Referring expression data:

»»

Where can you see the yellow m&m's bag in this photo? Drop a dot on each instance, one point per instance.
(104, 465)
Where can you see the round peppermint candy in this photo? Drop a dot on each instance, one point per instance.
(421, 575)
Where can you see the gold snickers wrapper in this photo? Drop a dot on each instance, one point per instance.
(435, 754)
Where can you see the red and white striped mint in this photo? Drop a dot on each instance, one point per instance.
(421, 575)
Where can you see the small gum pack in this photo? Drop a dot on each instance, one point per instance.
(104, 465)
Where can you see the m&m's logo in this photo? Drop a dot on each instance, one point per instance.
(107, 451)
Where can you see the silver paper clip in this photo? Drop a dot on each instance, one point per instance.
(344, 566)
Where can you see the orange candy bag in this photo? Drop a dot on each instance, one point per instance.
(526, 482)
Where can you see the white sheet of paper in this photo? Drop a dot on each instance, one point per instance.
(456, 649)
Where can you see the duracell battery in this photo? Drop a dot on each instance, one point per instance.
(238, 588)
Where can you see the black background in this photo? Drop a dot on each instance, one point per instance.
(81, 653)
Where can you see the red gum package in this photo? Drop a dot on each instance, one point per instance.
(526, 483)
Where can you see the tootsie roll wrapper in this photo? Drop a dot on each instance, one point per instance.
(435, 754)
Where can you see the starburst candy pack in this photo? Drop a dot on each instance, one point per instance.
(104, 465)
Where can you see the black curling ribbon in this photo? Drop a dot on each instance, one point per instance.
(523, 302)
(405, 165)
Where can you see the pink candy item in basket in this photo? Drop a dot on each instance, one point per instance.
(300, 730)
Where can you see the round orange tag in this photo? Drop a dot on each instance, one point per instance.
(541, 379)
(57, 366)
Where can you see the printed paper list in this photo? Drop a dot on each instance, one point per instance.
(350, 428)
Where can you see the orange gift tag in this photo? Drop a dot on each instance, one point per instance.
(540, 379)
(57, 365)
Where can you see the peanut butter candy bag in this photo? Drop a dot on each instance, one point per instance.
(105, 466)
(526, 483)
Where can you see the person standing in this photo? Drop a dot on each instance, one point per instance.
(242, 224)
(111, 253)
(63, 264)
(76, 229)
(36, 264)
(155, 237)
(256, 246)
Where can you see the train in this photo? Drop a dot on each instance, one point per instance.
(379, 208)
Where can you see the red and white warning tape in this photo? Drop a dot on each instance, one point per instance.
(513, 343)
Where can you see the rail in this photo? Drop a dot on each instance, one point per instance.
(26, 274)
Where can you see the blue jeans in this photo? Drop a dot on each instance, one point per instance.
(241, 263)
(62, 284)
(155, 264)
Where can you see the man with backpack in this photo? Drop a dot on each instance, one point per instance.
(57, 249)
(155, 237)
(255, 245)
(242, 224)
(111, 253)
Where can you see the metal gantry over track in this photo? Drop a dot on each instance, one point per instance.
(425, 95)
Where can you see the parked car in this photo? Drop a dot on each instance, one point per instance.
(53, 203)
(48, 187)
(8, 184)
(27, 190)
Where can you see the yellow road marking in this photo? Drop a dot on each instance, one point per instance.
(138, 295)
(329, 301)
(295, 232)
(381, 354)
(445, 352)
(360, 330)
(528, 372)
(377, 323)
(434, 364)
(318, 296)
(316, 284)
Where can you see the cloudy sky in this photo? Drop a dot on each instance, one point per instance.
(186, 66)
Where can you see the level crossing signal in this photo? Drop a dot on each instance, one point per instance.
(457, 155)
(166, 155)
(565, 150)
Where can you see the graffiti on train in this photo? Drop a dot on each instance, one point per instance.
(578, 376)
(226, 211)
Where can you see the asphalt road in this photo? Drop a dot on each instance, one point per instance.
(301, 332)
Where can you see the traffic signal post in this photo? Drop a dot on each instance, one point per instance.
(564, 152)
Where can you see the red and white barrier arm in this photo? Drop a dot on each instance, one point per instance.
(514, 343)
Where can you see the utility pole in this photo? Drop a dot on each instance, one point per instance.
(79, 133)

««

Copy the entries above exactly. Miss none of them.

Where can you see the yellow m&m's bag in this photo? Drop a dot on each instance, one point per instance.
(104, 465)
Where can you see the round peppermint candy in this photo? Drop a dot on each instance, one point per instance.
(421, 575)
Where can you see the gold snickers wrapper in this photo? Drop a dot on each instance, one point per instance.
(435, 754)
Where can you see the red and white striped mint in this photo? Drop a dot on each instance, one point per instance.
(421, 575)
Where can you see the small gum pack in this photo? Drop a dot on each instance, one point per instance.
(104, 465)
Where can you see the m&m's logo in this photo? Drop a dot on each instance, one point per instance.
(107, 451)
Where can you see the silver paper clip in this photo? Drop a dot on each instance, one point per instance.
(344, 566)
Where can you see the orange candy bag in this photo? Drop a dot on each instance, one point per instance.
(526, 482)
Where can you see the white sheet of paper in this photo? Drop a dot on each instance, one point per instance.
(456, 649)
Where can you see the duracell battery in this photo? Drop a dot on each instance, one point per instance.
(238, 588)
Where can you see the black background in this photo? Drop a dot on each instance, one point per instance.
(81, 653)
Where can you see the red gum package in this photo? Drop a dot on each instance, one point per instance.
(526, 483)
Where can you see the tootsie roll wrapper in this photo? Drop a dot on each instance, one point per instance.
(435, 754)
Where can you see the starburst candy pack in this photo? Drop a dot on each instance, one point per instance.
(104, 465)
Where can you see the black curling ribbon in this photo? Drop a dot on each instance, one point per instance.
(523, 302)
(405, 165)
Where can you see the pink candy item in basket in this photo? Drop a dot on each instance, one point per instance.
(300, 730)
Where can you see the round orange tag in this photo? Drop a dot on each instance, one point per instance.
(541, 379)
(57, 366)
Where can you see the printed paper list in this photo? Drop a dot on each instance, one point per instance.
(350, 428)
Where can you see the orange gift tag in this photo? Drop a dot on each instance, one point per instance.
(540, 379)
(57, 365)
Where can you see the peanut butter candy bag in this photo? Drop a dot on each instance, one point per instance.
(105, 466)
(526, 483)
Where can you see the person standing in this photo? Drop a dot on each instance, one point per instance.
(242, 224)
(111, 253)
(63, 264)
(76, 229)
(36, 264)
(155, 237)
(256, 246)
Where can you see the train in this photo? Drop a dot on each instance, one point per instance.
(379, 208)
Where can you see the red and white warning tape in this photo? Drop a dot on each instance, one point per instance.
(513, 343)
Where can you see the rail in this photo? Drop a dot on each instance, one point per instance.
(26, 274)
Where can you see the blue jeans in this photo? Drop a dot on each instance, one point per instance.
(241, 263)
(62, 284)
(155, 264)
Where can you see the man with backpack in this photo? Drop a dot on each instance, one point per instance.
(57, 249)
(155, 237)
(255, 245)
(242, 224)
(111, 253)
Where can you see the metal gantry over track in this photo? Drop a dot on each instance, one point per instance.
(425, 95)
Where can you see the parked car in this photo? Drop a dot on each instance, one point per instance.
(53, 203)
(48, 187)
(8, 184)
(27, 190)
Where can you see the yellow road marking in this photo? Drop a dot on each instance, one point per instance.
(138, 295)
(329, 301)
(295, 232)
(381, 354)
(445, 352)
(360, 330)
(528, 372)
(377, 323)
(434, 364)
(318, 296)
(316, 284)
Where can you see the cloudy sky in this photo? Drop a dot on each instance, one point per instance.
(186, 66)
Where can you see the level crossing signal in this photo? Drop a dot on each instance, one point per instance.
(457, 155)
(166, 155)
(565, 150)
Where can you see the graffiti on train in this photo? Drop a dot on each instance, one point per instance.
(578, 376)
(226, 211)
Where can you see the asphalt road in this photo? Drop a dot on each instance, one point per instance.
(301, 332)
Where can you see the traffic signal post in this photo? Drop a dot on each instance, one point per instance.
(564, 152)
Where can you see the red and white barrier arm in this photo? Drop a dot on each instance, one point per instance.
(514, 343)
Where can you see the utility pole in this photo? Drop a dot on each instance, one point per instance.
(79, 133)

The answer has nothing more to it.